▶ **Record excerpts**:
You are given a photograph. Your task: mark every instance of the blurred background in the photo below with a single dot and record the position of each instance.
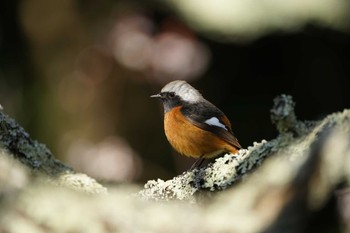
(78, 74)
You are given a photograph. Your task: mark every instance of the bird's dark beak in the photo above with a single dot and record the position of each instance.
(156, 96)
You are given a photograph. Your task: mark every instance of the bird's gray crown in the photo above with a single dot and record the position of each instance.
(184, 90)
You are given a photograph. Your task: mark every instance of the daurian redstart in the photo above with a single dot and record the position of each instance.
(194, 126)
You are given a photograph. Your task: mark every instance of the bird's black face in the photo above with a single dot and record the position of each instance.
(170, 100)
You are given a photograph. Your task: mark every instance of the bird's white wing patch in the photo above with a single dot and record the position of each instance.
(215, 121)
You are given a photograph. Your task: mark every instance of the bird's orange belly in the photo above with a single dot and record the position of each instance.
(190, 140)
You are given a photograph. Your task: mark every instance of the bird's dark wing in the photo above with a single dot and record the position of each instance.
(203, 116)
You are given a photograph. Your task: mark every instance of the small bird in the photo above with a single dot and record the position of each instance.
(195, 127)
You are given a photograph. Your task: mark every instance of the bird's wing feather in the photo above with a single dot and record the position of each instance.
(203, 116)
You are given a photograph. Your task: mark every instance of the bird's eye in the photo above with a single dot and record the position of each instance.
(171, 94)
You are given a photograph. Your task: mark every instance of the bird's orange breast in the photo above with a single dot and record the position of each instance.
(190, 140)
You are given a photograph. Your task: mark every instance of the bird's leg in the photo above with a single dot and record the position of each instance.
(197, 163)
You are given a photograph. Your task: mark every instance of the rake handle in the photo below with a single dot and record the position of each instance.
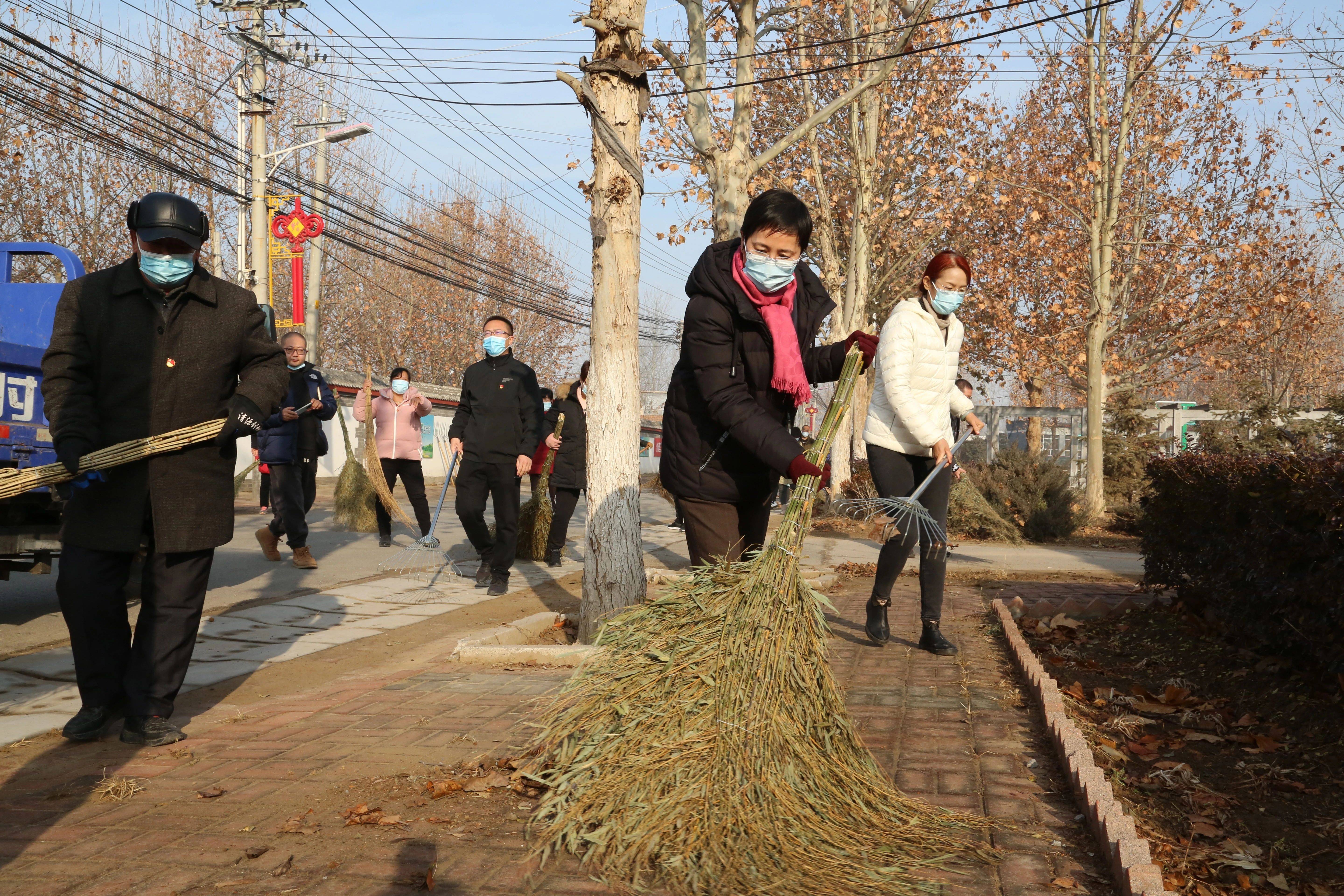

▶ **Exercise objective**: Copy out, in full, each line above that contains the string "dark". Case counts.

▶ **Response below**:
You are given a photograph. Your task: mark every instance of the bird's dark beak in the photo above with a single dot and record the position of each instance.
You are given a photograph. Your task: mark every instance of the bird's dark wing in the photo above with a single dot and record the position of each instance.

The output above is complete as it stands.